EXERCISE INSTRUCTIONS ->
a. According to the dementia caregiving review, what job did Mabel hold for 50 years?
b. Continue the review of Butler and Brizendine's dementia caregiving advice, starting after its final sentence.

READING PASSAGE ->

-- Opening Marker --

Butler and Brizendine were having difficulties with a woman named Mabel who kept taking socks from other people's rooms. Their solution? They asked themselves: Let me pretend I am Mabel.
Do I fear I am going to run out of socks? Maybe. But further exploration reveals that Mabel worked for 50 years as a hosiery inspector at a mill. Perhaps she is inspecting the hosiery! . . . [It turned out] the solution [to keep her from taking other people's socks] was to give Mabel a basket of stocks and hosiery to keep in her room for inspection whenever she got the whim.
Butler and Brizendine multiply examples like this.
******
Besides practical illustrations of how demented people seem to think--and how, therefore, we might "enter into their worlds" and "validate their realities," Butler and Brizendine offer very "humane" suggestions of how to use this understanding to help to mitigate the truly uncomfortable, unhealthy, or dangerous aspects of their otherwise bizarre behavior:
  • What about the person who tends to go to the bathroom where it is inappropriate? Or the person who handles his or her feces?
  • How do you help the person who wants to "run away"?
  • How do you handle holidays?
  • How can you ensure that your loved one's home--either his or her own, or yours--is truly safe for them? (Butler and Brizendine provide a handy--at first shocking, but then, as one thinks about it, very reasonable--checklists of things to beware of in the kitchen, bathroom, bedroom, stairways, living room, and yard.)
  • How do you decide whether a long-term care facility is appropriate for your loved one? Again, Butler and Brizendine offer a wonderful list of suggestions that should give you a very good idea.
  • When you're confronted with a new "strange"/inexplicable behavior, how can you "get inside your loved one's head" so, as Butler would say, you can effectively "validate their reality"? --Butler and Brizendine provide a detailed, five-step process.
  • Oh! This one blew me away: a "My Way" questionnaire that, if filled out before a person slips into the final stages of cognitive impairment, can help caregivers work more effectively with this person.

    As Butler notes,
    Most of "My Way" of doing things is known only to me. Even though I have been married over 28 years, my wife knows little of my morning routine. Why? Because most of these activities are done in isolation. Do you know how many squares of toilet paper your spouse or loved one uses? Do they fold it before they use it; do they stand up before wiping? Although this may seem irrelevant, each individual routine becomes subconscious and tends to occur exactly the same way every day and every time.

-- Closing Marker --

INFORMATION ->

-- Opening Marker --

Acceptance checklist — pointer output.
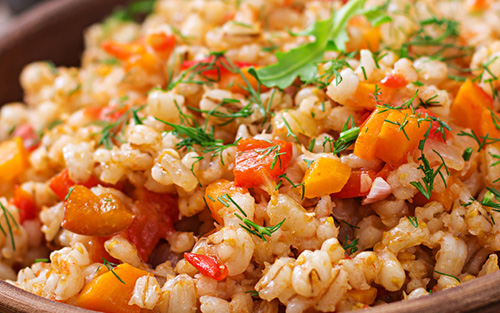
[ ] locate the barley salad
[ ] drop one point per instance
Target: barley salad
(258, 156)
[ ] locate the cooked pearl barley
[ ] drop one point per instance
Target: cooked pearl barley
(146, 292)
(312, 273)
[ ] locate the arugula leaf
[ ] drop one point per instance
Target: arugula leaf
(330, 34)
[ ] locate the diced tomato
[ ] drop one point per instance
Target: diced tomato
(88, 214)
(111, 114)
(207, 265)
(61, 183)
(155, 215)
(258, 161)
(24, 201)
(434, 133)
(31, 140)
(394, 81)
(144, 52)
(352, 188)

-- Closing Marker --

SOLVED PROBLEMS ->
a. She was a hosiery inspector at a mill.

b.
    The problem?
    As an occupational therapist, it is my responsibility to enable my patients to be as independent as possible in completing their self-care. This usually occurs with use of the adaptive methods or equipment. Generally, I request my clients to start at the head and progress towards their feet [when washing themselves]. If my client has a dementing disease, and this is not the unique order or way this individual has always completed his bath or the sequence of how he dresses, it is new learning... something that he is unable to complete or has extreme difficulty with.

    The individual will follow my verbal cues and wash the body parts on command, it will tend not to sequence through the task, resulting in a very long process....

    [However, w]e now realize that by knowing the individual's "way" of completing these tasks, the basic setup and where they start the process, is enough to allow them to independently sequence through the task.... Therefore, it is possible for people with dementia to continue to wash and dress and remain continent well into the last stages of dementia.
  • Oh! And there is a lot more in the book.
Short. To the point. All the stuff you want. None of the stuff you'd really be happy to be without. A wonderfully useful book for anyone who has a loved one slipping into dementia and/or for any professional care staff who could use some fresh insight.

I'll add information about how to order a copy as soon as I find out how to get more copies for myself!